** Exercise details **
Reproduce the records below in their entirety, exactly as shown.

** Input material **
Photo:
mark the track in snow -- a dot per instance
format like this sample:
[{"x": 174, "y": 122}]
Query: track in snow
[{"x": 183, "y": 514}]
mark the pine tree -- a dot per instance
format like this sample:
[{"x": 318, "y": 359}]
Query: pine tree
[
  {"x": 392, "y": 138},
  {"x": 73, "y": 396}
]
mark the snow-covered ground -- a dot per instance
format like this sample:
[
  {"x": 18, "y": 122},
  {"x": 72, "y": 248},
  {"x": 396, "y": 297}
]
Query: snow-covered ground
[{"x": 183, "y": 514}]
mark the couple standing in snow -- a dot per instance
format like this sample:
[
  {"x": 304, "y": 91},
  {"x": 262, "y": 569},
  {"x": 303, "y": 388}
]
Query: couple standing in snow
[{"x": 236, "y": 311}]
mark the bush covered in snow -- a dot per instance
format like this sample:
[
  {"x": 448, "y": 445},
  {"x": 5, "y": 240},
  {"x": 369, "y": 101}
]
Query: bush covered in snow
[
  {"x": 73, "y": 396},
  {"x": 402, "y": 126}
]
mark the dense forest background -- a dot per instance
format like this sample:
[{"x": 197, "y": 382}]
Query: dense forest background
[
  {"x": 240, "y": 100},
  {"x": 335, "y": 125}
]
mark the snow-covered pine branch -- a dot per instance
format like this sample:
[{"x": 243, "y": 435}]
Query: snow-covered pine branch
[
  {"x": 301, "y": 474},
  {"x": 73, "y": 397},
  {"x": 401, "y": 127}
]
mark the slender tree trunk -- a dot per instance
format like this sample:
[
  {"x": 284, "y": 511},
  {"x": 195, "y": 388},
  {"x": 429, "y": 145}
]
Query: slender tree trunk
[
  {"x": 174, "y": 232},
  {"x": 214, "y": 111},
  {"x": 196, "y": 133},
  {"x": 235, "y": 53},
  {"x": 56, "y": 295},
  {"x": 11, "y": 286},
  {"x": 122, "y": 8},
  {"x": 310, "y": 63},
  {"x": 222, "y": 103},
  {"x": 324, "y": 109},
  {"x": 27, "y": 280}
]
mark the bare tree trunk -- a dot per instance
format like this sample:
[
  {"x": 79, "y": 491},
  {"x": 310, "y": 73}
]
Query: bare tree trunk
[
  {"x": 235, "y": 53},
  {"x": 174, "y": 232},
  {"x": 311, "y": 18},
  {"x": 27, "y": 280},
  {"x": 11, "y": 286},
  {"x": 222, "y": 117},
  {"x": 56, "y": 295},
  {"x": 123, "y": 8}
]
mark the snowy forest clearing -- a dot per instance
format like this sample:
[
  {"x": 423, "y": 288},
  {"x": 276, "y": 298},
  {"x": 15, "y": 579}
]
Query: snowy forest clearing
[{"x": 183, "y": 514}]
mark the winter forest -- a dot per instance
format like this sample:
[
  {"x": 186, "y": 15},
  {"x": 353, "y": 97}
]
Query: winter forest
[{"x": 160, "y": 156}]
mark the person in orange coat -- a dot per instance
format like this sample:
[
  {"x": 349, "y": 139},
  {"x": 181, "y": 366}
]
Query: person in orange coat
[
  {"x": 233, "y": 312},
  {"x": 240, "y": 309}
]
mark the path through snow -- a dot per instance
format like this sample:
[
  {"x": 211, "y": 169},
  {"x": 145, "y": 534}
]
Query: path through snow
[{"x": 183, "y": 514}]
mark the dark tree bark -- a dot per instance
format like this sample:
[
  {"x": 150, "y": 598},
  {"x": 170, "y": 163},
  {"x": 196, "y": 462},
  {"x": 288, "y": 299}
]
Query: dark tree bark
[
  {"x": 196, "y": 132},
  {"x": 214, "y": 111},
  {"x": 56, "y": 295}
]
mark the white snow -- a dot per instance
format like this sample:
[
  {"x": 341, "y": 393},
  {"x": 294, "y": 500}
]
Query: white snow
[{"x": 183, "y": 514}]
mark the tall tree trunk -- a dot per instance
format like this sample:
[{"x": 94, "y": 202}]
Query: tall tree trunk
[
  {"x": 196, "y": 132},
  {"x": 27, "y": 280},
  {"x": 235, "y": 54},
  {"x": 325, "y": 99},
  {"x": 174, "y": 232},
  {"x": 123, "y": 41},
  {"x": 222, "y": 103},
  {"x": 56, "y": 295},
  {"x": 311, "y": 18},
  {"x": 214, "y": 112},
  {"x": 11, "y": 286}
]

** Reply **
Photo:
mark the track in snow -- a dot per instance
format like this sample:
[{"x": 174, "y": 122}]
Query: track in snow
[{"x": 183, "y": 514}]
mark the pine tree -- a dot per instance
format like this sample:
[{"x": 318, "y": 359}]
Query: pine tree
[
  {"x": 392, "y": 138},
  {"x": 73, "y": 396}
]
mark the snow-covered ground -- a dot per instance
format like this sample:
[
  {"x": 18, "y": 122},
  {"x": 72, "y": 248},
  {"x": 396, "y": 297}
]
Query: snow-covered ground
[{"x": 183, "y": 514}]
mark the couple standing in snow -- a dot per instance
format like this sample:
[
  {"x": 304, "y": 91},
  {"x": 262, "y": 569},
  {"x": 303, "y": 388}
]
Query: couple standing in snow
[{"x": 236, "y": 311}]
mark the bush covered in snow -- a dot per instance
format like this sample:
[
  {"x": 448, "y": 445},
  {"x": 5, "y": 240},
  {"x": 369, "y": 101}
]
Query: bush covered in snow
[
  {"x": 73, "y": 396},
  {"x": 402, "y": 126}
]
mark the dense forest background -- a dot per instance
format like this sample:
[{"x": 197, "y": 382}]
Query: dense forest background
[
  {"x": 240, "y": 100},
  {"x": 335, "y": 125}
]
mark the snow-covered pine branch -- a dot per instance
format like this sample:
[{"x": 243, "y": 435}]
Query: snow-covered pine branch
[
  {"x": 301, "y": 474},
  {"x": 73, "y": 397},
  {"x": 401, "y": 127}
]
mark the slender tree trunk -- a dot per instance
format like this sample:
[
  {"x": 284, "y": 511},
  {"x": 195, "y": 388},
  {"x": 429, "y": 145}
]
Query: slender tree trunk
[
  {"x": 174, "y": 232},
  {"x": 214, "y": 111},
  {"x": 196, "y": 133},
  {"x": 235, "y": 53},
  {"x": 56, "y": 295},
  {"x": 11, "y": 286},
  {"x": 122, "y": 8},
  {"x": 310, "y": 63},
  {"x": 222, "y": 103},
  {"x": 324, "y": 109},
  {"x": 27, "y": 280}
]
mark the bare tree trunk -- a dot per instance
format like this sample:
[
  {"x": 79, "y": 491},
  {"x": 310, "y": 73}
]
Query: bare tree trunk
[
  {"x": 235, "y": 53},
  {"x": 174, "y": 232},
  {"x": 311, "y": 18},
  {"x": 27, "y": 280},
  {"x": 11, "y": 286},
  {"x": 222, "y": 117},
  {"x": 56, "y": 295},
  {"x": 123, "y": 8}
]
mark the snowy forest clearing -- a dot per instance
format like this sample:
[
  {"x": 423, "y": 288},
  {"x": 276, "y": 298},
  {"x": 15, "y": 579}
]
Query: snowy forest clearing
[{"x": 183, "y": 514}]
mark the winter forest -- a dot per instance
format like this sample:
[
  {"x": 186, "y": 15},
  {"x": 353, "y": 97}
]
Query: winter forest
[{"x": 160, "y": 156}]
mark the person in orange coat -- a dot per instance
format like this sample:
[
  {"x": 349, "y": 139},
  {"x": 181, "y": 366}
]
Query: person in orange coat
[
  {"x": 233, "y": 312},
  {"x": 240, "y": 309}
]
mark the path through snow -- a dot per instance
format like this sample:
[
  {"x": 211, "y": 169},
  {"x": 145, "y": 534}
]
Query: path through snow
[{"x": 183, "y": 514}]
mark the dark tree bark -- a dot per instance
format like this sample:
[
  {"x": 150, "y": 598},
  {"x": 170, "y": 163},
  {"x": 196, "y": 462},
  {"x": 288, "y": 299}
]
Query: dark tree bark
[
  {"x": 196, "y": 132},
  {"x": 214, "y": 111},
  {"x": 56, "y": 295}
]
mark the white snow -- a dot per instance
format like this sample:
[
  {"x": 341, "y": 393},
  {"x": 294, "y": 500}
]
Query: white snow
[{"x": 183, "y": 514}]
mark the tall tree trunk -- a dot per instance
format like this sample:
[{"x": 94, "y": 202}]
Query: tall tree trunk
[
  {"x": 196, "y": 132},
  {"x": 27, "y": 280},
  {"x": 235, "y": 54},
  {"x": 325, "y": 99},
  {"x": 174, "y": 232},
  {"x": 123, "y": 41},
  {"x": 222, "y": 103},
  {"x": 56, "y": 295},
  {"x": 311, "y": 18},
  {"x": 214, "y": 112},
  {"x": 11, "y": 286}
]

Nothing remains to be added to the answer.